== Trecho de origem

Povos Indígenas no Mundo Contemporâneo
Quando eu falo "índio", qual é a primeira imagem que vem na cabeça de vocês? Selvagem? Um homem de tanga? Vivendo no mato, dormindo na rede?
Eu pensava o mesmo antes. Mesmo possuindo parentes descendentes de índios, eu pouco sabia sobre eles. Aliás, eu não fazia questão de saber algo sobre eles. Para mim, os índios tinham ficado no passado.
Sabe o que eu descobri depois que entrei para a faculdade, depois que estudei e pesquisei mais sobre a história do Brasil e do Amazonas? Que isso tudo não é verdade. Sim, é tudo parte de um discurso.
Começando pelo nome: "índio" foi como Colombo chamou o povo que achou naquilo que ele pensava ser a Índia. Desde então, todo povo nativo da América, ao invés de ser chamado de ameríndio, é chamado de índio. Só continuarei a usá-lo aqui, para efeito didático. Qual o problema? Ora, esses povos não são todos iguais. Os "índios" do oeste dos EUA não são os mesmos do sul do Brasil. Aqui mesmo, na Amazônia, existiam, numa mesma região, povos muito diferentes um do outro.
Vou dar um exemplo: os Omágua. Esse povo vivia aqui perto, nas duas margens do rio Amazonas, andavam vestidos e achatavam sua cabeça, deixando ela oval - daí o apelido deles de Cambeba (cabeça chata). Os Omágua comercializavam com os povos do Peru e tinham o que a gente chama de cacicado complexo, ou seja, quando existe um cacique supremo que domina outros caciques de uma área que, por sua vez, dominam outros povos.

====
== Material coletado

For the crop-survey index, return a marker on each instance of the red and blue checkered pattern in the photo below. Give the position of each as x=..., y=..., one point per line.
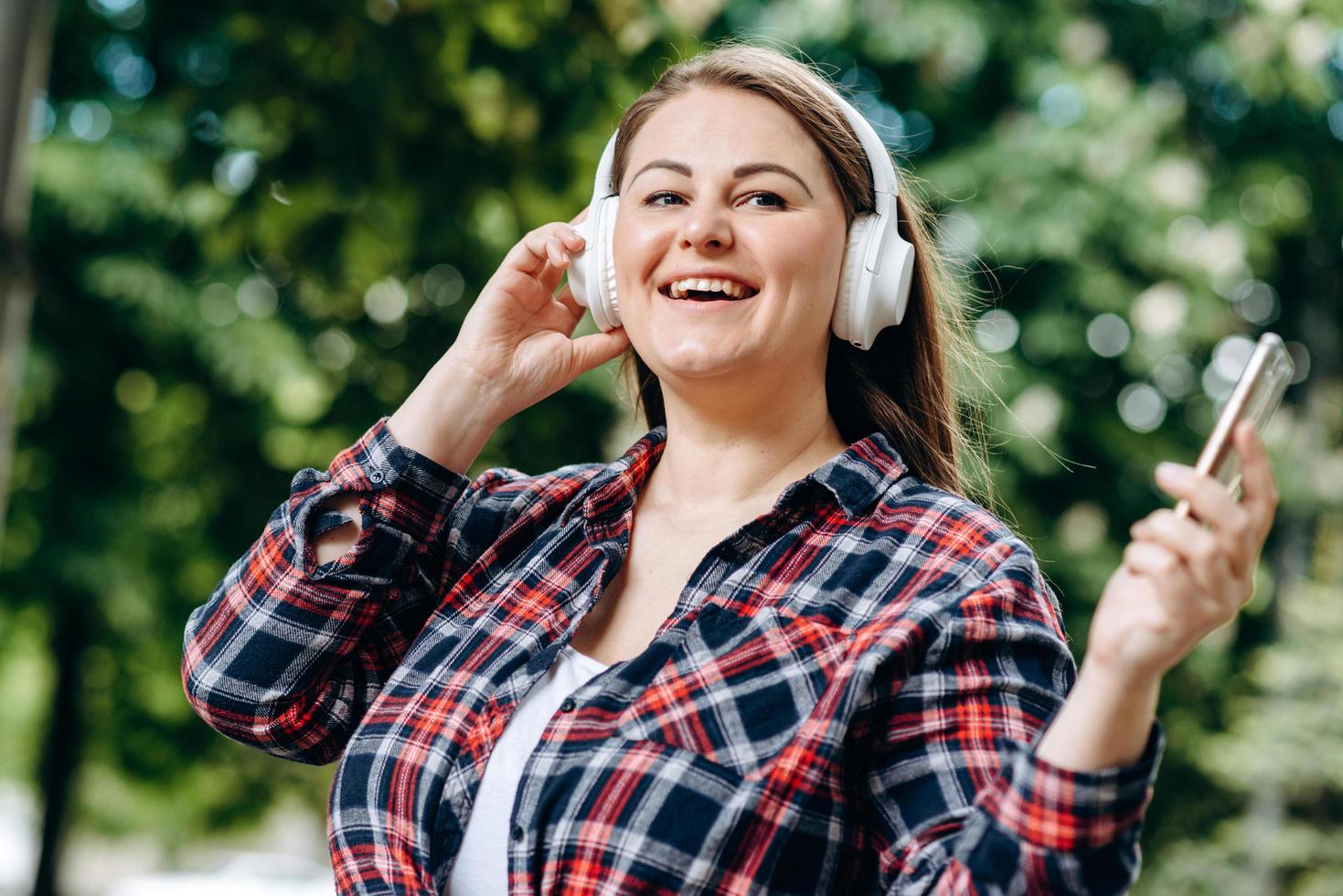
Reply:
x=845, y=699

====

Instruções da tarefa:
Retome o texto sobre os povos indígenas, dando continuidade a ele depois da última frase. O material não tem nenhuma relação com o texto sobre os povos indígenas.

Resultado do exercício:
Existiam também os Ashaninca, lá na fronteira do Acre com o Peru, que viviam em pequenas aldeias na selva, mas eram aliados dos incas. Os Ashaninca tinham um código: eles não poderiam brigar entre si. A guerra entre as aldeias Ashaninca era proibida. Quando alguém se desentendia com outra pessoa, o chefe os separava, deixava um longe do outro por um tempo, fazia de tudo para não ter briga. A guerra com povos que os ameaçassem, no entanto, não é proibida.
Os Ashaninca são totalmente diferente dos Tupinambá: enquanto aqueles cultivam a paz, esse adoram a guerra. A vida do povo Tupinambá girava em torno da guerra: na guerra, as mortes controlavam o aumento populacional, as batalhas definiam os próximos líderes, etc. A guerra não podia acabar, ela era sempre ressuscitada pela vingança. Era dever de um guerreiro vingar um de seus matando alguém da tribo inimiga que, por sua vez, fazia o mesmo. A guerra não tinha fim e esse ritual de vingança culminava no canibalismo.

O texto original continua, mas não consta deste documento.